EXERCISE DIRECTIONS
Lay out the rows as a numbered list, leaving out blank lines. Start at the first line of the rows and stop after the line with "pixel 220 361", including that line.

DATA IN THIS EXERCISE
#####

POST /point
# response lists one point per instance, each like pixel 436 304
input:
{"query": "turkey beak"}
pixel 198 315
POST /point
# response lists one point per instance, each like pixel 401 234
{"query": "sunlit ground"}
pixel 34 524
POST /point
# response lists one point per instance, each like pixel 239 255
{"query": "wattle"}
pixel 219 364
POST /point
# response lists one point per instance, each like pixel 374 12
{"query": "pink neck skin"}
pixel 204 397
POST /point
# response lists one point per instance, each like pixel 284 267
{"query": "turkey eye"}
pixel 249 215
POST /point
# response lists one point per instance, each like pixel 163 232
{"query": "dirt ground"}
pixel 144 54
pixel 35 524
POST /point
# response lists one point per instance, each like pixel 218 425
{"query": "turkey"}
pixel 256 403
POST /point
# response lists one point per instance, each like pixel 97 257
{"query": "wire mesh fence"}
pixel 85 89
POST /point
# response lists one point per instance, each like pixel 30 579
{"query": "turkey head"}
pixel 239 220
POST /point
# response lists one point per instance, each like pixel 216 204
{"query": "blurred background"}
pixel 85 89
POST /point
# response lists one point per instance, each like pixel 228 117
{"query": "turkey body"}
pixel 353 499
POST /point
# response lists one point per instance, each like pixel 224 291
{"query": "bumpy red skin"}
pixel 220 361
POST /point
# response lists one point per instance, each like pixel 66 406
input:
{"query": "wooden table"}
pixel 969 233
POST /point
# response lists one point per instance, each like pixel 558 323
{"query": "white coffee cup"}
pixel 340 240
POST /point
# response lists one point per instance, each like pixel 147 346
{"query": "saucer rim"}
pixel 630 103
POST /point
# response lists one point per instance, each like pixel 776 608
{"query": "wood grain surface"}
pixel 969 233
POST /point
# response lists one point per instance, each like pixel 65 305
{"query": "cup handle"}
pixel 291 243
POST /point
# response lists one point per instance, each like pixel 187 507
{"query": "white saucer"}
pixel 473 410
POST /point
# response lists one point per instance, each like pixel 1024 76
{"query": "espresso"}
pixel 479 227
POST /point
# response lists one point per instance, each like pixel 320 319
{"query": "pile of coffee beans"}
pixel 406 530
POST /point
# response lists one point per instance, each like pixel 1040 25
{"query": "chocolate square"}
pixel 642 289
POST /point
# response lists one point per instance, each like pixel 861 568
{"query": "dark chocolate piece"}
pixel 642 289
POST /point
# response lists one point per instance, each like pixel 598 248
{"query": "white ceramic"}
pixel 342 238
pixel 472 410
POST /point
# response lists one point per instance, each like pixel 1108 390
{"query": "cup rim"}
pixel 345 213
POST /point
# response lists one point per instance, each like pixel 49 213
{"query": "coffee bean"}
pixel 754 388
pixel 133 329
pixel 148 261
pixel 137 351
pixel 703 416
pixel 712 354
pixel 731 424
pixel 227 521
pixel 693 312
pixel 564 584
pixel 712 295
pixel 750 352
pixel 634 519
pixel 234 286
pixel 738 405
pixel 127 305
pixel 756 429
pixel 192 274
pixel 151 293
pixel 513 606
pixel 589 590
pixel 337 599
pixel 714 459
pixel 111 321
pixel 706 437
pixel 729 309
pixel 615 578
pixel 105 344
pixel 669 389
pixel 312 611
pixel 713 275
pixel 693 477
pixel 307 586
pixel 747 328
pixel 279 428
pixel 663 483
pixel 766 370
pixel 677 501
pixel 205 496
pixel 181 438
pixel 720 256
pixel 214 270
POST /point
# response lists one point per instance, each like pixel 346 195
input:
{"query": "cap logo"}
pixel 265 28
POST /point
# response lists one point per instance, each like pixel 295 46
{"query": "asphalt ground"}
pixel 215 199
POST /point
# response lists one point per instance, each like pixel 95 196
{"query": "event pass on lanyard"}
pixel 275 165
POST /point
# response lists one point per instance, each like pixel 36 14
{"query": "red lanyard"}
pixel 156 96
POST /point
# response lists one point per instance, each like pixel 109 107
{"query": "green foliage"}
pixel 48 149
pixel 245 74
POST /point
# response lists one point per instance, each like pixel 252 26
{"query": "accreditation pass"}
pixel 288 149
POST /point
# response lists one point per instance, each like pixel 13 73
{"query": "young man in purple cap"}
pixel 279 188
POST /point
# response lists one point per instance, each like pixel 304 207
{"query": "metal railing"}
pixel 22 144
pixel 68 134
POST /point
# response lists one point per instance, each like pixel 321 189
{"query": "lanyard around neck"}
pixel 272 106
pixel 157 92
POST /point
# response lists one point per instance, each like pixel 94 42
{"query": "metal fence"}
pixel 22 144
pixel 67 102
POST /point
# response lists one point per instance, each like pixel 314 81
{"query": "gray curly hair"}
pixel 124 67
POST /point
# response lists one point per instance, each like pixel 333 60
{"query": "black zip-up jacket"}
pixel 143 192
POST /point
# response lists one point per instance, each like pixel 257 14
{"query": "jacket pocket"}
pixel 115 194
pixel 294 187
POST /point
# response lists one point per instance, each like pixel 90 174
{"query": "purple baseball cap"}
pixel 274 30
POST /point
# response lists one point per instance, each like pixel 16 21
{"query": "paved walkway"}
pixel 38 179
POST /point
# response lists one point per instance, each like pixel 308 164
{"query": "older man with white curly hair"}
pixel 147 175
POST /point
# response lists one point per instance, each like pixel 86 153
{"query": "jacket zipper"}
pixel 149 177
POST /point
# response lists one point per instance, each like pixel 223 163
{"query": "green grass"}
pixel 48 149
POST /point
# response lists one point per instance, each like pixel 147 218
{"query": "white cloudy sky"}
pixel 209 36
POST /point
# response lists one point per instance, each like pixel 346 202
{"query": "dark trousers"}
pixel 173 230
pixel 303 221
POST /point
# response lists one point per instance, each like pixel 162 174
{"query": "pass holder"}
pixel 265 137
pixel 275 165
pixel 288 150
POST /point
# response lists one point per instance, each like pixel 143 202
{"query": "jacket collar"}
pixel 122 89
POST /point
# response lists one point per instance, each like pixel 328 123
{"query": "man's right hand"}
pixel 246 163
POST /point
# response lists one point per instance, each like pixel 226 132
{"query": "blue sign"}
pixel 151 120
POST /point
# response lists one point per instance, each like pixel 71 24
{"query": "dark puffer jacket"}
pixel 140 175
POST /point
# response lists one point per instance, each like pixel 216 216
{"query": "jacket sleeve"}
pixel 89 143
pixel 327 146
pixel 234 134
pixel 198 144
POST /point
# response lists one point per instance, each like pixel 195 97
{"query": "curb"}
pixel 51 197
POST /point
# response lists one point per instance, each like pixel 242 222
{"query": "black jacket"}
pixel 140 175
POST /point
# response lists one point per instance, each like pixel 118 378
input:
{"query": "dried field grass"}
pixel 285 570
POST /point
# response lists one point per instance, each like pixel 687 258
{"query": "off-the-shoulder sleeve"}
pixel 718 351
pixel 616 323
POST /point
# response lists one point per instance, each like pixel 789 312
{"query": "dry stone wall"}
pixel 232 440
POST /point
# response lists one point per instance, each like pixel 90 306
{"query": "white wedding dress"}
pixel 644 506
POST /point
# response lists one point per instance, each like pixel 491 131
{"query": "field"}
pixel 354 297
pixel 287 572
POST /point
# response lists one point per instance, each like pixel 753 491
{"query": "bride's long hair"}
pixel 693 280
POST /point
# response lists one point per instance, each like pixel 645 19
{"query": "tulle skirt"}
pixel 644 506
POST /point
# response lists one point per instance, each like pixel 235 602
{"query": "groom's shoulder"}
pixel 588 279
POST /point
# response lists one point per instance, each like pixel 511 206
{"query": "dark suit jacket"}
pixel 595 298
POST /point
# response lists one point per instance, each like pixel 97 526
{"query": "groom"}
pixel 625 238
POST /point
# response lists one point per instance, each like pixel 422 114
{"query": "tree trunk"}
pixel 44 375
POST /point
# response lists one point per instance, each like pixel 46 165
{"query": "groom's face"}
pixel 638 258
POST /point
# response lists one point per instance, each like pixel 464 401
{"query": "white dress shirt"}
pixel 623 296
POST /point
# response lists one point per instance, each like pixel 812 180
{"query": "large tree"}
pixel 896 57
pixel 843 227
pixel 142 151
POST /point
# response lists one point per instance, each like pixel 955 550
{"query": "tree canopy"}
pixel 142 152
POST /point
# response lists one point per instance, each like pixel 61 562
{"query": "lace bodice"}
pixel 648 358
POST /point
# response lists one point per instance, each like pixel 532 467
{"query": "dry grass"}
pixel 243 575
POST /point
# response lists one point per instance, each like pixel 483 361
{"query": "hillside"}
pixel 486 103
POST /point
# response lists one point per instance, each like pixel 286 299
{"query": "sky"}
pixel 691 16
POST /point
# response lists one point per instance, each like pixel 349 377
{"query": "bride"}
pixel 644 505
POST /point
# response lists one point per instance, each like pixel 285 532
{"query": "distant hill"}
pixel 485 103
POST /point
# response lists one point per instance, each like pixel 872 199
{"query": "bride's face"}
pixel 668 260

#####

RESPONSE TO THIS EXERCISE
1. POST /point
2. # response lists one point per instance, each like pixel 436 304
3. input:
4. {"query": "turkey beak"}
5. pixel 198 315
6. POST /point
7. # response lists one point per instance, each like pixel 401 234
8. {"query": "sunlit ground"}
9. pixel 34 524
10. POST /point
11. # response lists one point per instance, each like pixel 239 255
12. {"query": "wattle"}
13. pixel 219 364
14. POST /point
15. # response lists one point per instance, each like pixel 374 12
16. {"query": "pink neck skin"}
17. pixel 204 397
18. POST /point
19. # response lists one point per instance, each like pixel 284 267
20. {"query": "turkey eye"}
21. pixel 249 215
22. POST /point
23. # response lists one point per instance, each like pixel 163 232
24. {"query": "dirt ground"}
25. pixel 144 54
26. pixel 35 524
27. POST /point
28. # response lists one point per instance, each like pixel 218 425
29. {"query": "turkey"}
30. pixel 256 403
31. POST /point
32. # response lists one point per instance, each like pixel 97 257
33. {"query": "wire mesh fence"}
34. pixel 85 89
35. POST /point
36. # response lists one point per instance, each like pixel 30 579
37. {"query": "turkey head"}
38. pixel 239 220
39. POST /point
40. # response lists one point per instance, each like pixel 216 204
41. {"query": "blurred background"}
42. pixel 85 89
43. POST /point
44. # response lists one point per instance, each like pixel 228 117
45. {"query": "turkey body"}
46. pixel 353 499
47. POST /point
48. # response lists one point per instance, each like pixel 224 291
49. {"query": "bumpy red skin"}
50. pixel 220 361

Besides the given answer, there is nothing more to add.